Extracted data entries:
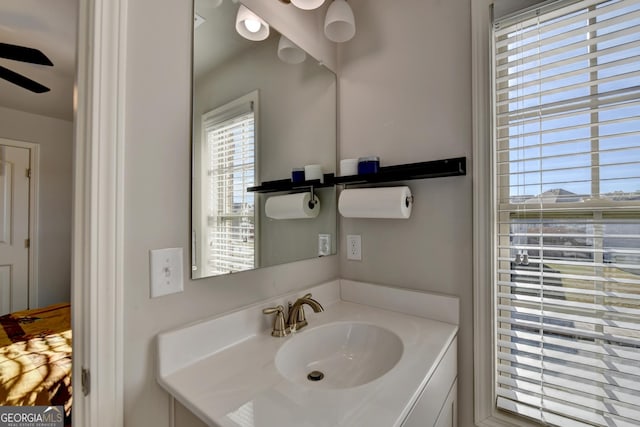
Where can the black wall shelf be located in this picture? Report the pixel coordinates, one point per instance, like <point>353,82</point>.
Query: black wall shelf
<point>456,166</point>
<point>433,169</point>
<point>288,185</point>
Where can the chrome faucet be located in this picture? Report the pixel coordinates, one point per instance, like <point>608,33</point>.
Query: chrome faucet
<point>296,319</point>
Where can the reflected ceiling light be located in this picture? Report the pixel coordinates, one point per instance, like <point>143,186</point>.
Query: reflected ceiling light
<point>290,53</point>
<point>251,26</point>
<point>307,4</point>
<point>339,24</point>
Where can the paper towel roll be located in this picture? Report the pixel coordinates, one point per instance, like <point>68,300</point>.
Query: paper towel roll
<point>385,202</point>
<point>292,206</point>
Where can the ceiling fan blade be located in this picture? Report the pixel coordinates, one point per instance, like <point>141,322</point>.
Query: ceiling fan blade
<point>23,54</point>
<point>22,81</point>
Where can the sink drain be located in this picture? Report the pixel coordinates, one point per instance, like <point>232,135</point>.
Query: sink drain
<point>315,376</point>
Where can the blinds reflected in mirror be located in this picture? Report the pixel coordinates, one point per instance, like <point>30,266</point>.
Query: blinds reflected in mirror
<point>230,209</point>
<point>567,218</point>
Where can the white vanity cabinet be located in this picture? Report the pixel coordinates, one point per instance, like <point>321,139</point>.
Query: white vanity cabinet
<point>436,406</point>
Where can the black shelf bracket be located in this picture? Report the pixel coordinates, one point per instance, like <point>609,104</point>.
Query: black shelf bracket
<point>456,166</point>
<point>288,185</point>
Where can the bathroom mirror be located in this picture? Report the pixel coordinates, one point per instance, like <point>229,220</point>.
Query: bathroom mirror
<point>255,118</point>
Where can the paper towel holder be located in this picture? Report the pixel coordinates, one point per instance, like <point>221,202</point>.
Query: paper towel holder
<point>312,199</point>
<point>409,201</point>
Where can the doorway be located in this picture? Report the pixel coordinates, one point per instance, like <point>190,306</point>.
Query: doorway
<point>15,174</point>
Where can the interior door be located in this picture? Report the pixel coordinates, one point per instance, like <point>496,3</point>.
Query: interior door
<point>14,229</point>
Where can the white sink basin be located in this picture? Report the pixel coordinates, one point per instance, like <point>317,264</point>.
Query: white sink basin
<point>343,354</point>
<point>377,347</point>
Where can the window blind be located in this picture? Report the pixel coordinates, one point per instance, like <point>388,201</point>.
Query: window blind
<point>230,208</point>
<point>567,213</point>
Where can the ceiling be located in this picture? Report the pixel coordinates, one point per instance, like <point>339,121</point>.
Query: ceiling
<point>50,26</point>
<point>216,40</point>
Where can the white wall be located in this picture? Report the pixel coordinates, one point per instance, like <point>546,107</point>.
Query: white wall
<point>55,138</point>
<point>405,95</point>
<point>157,158</point>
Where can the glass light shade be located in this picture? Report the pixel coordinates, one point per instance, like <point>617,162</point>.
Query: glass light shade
<point>339,24</point>
<point>290,53</point>
<point>307,4</point>
<point>246,20</point>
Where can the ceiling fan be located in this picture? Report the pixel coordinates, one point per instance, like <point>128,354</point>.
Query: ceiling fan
<point>23,54</point>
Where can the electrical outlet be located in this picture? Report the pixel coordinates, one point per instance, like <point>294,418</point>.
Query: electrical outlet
<point>324,244</point>
<point>354,247</point>
<point>166,271</point>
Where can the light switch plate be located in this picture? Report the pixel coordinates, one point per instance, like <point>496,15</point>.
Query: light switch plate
<point>166,271</point>
<point>354,247</point>
<point>324,244</point>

#### Activity:
Reproduce the data above verbatim, minus any images.

#### The answer:
Where can the black wall shelf be located in this picture? Report the pixel coordinates, one point per instance, like <point>353,82</point>.
Query: black wall shelf
<point>456,166</point>
<point>433,169</point>
<point>288,185</point>
Where can the chrome faucet be located in this picture? Report the pixel coordinates, one point per instance, like <point>608,33</point>.
Query: chrome faucet
<point>296,319</point>
Where can the reflected ceiling light be located in this picture? Report the pixel coordinates, one point per instance, like <point>143,186</point>.
Query: reflected ceiling light
<point>290,53</point>
<point>251,26</point>
<point>307,4</point>
<point>339,24</point>
Where can the paper towel roll be located in this picture? Report the pixel coordinates, one point per instance, like <point>68,300</point>.
Query: paper towel roll
<point>385,202</point>
<point>292,206</point>
Where can the ceiling fan blade be located in this picture? Report the pixel coordinates, one point per instance, like <point>141,322</point>.
Query: ceiling fan blade
<point>23,54</point>
<point>22,81</point>
Where can the sink drain be located in this picture? Report the pixel coordinates, one point per instance, like <point>232,135</point>.
Query: sink drain
<point>315,376</point>
Where can the blinds reflected in mirror be located in this picture? Report the pixel coordinates, one point per instance, like <point>30,266</point>.
Query: blinds reflected in mirror
<point>230,209</point>
<point>567,218</point>
Where can the white vanity cabinet be located in this picture? Report the pixel coordinates, one point per instance, like <point>321,139</point>.
Query: white vanity cabinet
<point>436,406</point>
Where can the black shelf bracket be located in this picture? Report the pixel coordinates, one point per instance, like <point>609,104</point>.
Query: black shelf bracket
<point>456,166</point>
<point>288,185</point>
Where can the bathroom mirror be located in this picture? Report the pixel coordinates, one point per instance, like <point>229,220</point>.
Query: bathroom mirror
<point>255,118</point>
Where can the paper towel holder be located in this picture? Report the pixel coordinates, one point per instance, like <point>221,202</point>.
Query: paper towel holder
<point>312,199</point>
<point>409,201</point>
Where can the doorway be located in this picture? Report the pixel coordinates, one point per instance, like <point>190,306</point>.
Query: doorway
<point>15,174</point>
Where can the interior door be located in this picture? Report the pixel coordinates, one point per instance, like <point>496,3</point>.
Query: interior door
<point>14,229</point>
Where can the white sink basin be located in this picture? Report the pixel coordinates, one point per instance, like <point>317,264</point>.
Query: white sink basin
<point>343,354</point>
<point>377,347</point>
Where can the window blind be located in this picture? Report the pixel coordinates, one point per instance, like <point>388,201</point>.
Query: window blind
<point>230,208</point>
<point>567,213</point>
Where can the ceiling be located in this picture? Report the pixel coordinates, one point per instance, like <point>339,121</point>.
Query: ceiling
<point>50,26</point>
<point>216,40</point>
Where can the white wall be located in this picture? Report the pixel coordinates, one point per instance, like <point>546,107</point>.
Query: white wall
<point>55,138</point>
<point>405,95</point>
<point>157,158</point>
Where can the glass light shade be located in this picture? Report the pixel coordinates, one point per instance, like <point>617,162</point>.
Query: glass light shade
<point>339,24</point>
<point>290,53</point>
<point>307,4</point>
<point>246,20</point>
Where can the ceiling fan be located in this picture? Report the pixel coordinates, one point per instance, like <point>128,354</point>.
Query: ceiling fan
<point>23,54</point>
Where can the electrical outlet be located in this picture? Report the pixel coordinates, one point per instance, like <point>294,418</point>.
Query: electrical outlet
<point>324,244</point>
<point>354,247</point>
<point>166,271</point>
Where can the light switch plate be located in this picture? Report the pixel coordinates, one point per instance, like <point>496,15</point>.
Query: light switch plate
<point>166,271</point>
<point>354,247</point>
<point>324,244</point>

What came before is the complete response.